TASK GOAL
Copy the items from the line that contains "Provide the mask of every instance of the smiling" through the end of the items, replacing "Target" with "Object" and keeping everything else the same.

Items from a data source
★ ★ ★ ★
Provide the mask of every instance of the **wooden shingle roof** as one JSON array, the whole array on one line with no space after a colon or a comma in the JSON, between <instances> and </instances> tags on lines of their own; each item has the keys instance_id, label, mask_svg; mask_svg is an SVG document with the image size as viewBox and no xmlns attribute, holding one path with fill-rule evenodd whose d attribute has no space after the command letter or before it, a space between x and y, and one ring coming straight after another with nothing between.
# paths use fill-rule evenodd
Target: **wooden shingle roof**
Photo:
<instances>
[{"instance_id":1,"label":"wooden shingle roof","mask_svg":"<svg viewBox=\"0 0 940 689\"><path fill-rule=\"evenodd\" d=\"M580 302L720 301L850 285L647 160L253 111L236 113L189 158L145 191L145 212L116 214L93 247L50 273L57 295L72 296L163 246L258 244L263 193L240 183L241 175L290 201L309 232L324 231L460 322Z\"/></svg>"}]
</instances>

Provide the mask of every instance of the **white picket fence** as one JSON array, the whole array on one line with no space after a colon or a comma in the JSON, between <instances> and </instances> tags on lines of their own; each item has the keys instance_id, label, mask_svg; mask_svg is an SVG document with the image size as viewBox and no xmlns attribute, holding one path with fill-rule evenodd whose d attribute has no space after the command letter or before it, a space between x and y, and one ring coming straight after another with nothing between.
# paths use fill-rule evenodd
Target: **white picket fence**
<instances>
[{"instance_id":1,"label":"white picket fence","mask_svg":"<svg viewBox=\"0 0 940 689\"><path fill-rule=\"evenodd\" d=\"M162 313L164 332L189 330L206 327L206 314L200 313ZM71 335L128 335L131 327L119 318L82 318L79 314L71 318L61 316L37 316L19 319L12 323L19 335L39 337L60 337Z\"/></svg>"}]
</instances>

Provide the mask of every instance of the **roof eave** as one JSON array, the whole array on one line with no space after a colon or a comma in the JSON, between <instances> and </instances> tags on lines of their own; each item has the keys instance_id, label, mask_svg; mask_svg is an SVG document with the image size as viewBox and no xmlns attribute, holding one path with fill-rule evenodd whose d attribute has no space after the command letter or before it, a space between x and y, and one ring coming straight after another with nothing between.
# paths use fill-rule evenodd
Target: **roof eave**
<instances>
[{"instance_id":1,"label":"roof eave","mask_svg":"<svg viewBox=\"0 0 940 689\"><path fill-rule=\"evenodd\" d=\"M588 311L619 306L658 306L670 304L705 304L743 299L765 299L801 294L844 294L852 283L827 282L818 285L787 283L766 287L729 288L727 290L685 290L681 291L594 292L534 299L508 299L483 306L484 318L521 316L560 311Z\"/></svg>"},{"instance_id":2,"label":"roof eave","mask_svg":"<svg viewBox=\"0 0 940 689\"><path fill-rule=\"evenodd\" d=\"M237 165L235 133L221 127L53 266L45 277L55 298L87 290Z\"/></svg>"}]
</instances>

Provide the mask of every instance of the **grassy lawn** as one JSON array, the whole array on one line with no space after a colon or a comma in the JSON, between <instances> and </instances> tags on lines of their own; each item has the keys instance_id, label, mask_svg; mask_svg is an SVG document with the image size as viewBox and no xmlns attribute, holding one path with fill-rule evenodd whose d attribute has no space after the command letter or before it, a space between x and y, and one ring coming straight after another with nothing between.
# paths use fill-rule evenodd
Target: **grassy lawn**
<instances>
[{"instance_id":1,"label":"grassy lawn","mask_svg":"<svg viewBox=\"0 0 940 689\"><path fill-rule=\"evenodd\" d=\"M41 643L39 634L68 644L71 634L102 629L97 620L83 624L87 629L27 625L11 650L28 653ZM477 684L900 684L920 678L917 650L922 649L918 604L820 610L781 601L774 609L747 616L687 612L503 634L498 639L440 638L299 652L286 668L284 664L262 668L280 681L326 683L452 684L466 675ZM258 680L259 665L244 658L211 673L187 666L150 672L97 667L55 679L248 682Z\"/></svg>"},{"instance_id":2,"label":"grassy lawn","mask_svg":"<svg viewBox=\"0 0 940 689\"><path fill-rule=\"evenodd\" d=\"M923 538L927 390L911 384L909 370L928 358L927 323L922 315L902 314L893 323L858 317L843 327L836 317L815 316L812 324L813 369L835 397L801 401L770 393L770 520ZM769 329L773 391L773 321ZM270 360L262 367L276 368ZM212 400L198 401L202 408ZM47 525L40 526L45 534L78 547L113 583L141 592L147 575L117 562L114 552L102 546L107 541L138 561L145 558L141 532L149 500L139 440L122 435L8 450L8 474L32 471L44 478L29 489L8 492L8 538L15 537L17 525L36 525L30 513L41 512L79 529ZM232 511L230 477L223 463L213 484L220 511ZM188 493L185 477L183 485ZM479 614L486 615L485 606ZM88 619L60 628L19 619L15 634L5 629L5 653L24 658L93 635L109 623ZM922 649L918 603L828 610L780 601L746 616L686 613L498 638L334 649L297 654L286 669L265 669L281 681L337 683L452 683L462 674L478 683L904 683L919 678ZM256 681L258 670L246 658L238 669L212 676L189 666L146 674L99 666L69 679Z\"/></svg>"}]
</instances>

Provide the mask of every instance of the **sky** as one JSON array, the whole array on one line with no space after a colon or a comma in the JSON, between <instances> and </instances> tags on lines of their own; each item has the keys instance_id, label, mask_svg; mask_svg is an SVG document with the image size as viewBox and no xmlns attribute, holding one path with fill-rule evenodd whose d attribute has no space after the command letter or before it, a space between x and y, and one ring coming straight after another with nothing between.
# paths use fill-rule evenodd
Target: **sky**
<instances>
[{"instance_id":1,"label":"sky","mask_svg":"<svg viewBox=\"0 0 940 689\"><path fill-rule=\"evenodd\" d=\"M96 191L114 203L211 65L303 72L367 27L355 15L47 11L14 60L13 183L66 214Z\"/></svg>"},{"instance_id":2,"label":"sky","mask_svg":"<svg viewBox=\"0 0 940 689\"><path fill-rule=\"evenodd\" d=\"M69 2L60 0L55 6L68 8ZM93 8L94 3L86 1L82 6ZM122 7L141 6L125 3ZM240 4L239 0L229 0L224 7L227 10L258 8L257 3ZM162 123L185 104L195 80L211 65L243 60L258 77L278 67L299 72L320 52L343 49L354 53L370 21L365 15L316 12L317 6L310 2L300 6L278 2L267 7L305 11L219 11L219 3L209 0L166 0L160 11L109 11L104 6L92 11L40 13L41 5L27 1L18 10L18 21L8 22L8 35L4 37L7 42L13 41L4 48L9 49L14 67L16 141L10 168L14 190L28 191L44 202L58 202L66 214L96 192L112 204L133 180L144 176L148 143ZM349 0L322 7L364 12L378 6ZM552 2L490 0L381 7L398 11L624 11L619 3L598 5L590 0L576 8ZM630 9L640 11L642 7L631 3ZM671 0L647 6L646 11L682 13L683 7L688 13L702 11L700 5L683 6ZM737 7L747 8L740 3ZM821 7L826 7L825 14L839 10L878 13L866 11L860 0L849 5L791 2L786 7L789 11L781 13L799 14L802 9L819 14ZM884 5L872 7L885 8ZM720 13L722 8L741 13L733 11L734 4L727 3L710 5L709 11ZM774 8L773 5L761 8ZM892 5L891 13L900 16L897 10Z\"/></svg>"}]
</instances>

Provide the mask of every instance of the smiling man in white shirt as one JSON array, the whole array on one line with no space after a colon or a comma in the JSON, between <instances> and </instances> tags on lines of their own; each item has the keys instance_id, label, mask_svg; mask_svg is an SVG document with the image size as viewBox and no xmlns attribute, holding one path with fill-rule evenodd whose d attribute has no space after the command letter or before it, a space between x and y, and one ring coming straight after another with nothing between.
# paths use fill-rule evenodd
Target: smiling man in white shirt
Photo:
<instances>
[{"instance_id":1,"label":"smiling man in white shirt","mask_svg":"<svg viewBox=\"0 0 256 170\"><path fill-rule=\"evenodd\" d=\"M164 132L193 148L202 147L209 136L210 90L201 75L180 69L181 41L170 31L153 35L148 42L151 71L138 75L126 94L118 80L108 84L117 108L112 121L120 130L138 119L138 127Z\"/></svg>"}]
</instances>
★ ★ ★ ★
WRITTEN SOLUTION
Provide the mask of every instance of the smiling man in white shirt as one JSON array, the whole array on one line with no space after a colon or a comma in the JSON, between <instances> and </instances> tags on lines of their own; each item has the keys instance_id, label, mask_svg; mask_svg is an SVG document with the image size as viewBox and no xmlns attribute, holding one path with fill-rule evenodd whose d attribute has no space after the command letter or before it, a space between x and y, and one ring coming straight after another with nothing between.
# paths use fill-rule evenodd
Object: smiling man in white shirt
Photo:
<instances>
[{"instance_id":1,"label":"smiling man in white shirt","mask_svg":"<svg viewBox=\"0 0 256 170\"><path fill-rule=\"evenodd\" d=\"M164 132L193 148L202 147L209 136L210 90L201 75L180 69L181 41L170 31L153 35L148 42L151 71L138 75L126 94L118 80L108 84L117 108L112 121L120 130L138 119L138 127Z\"/></svg>"}]
</instances>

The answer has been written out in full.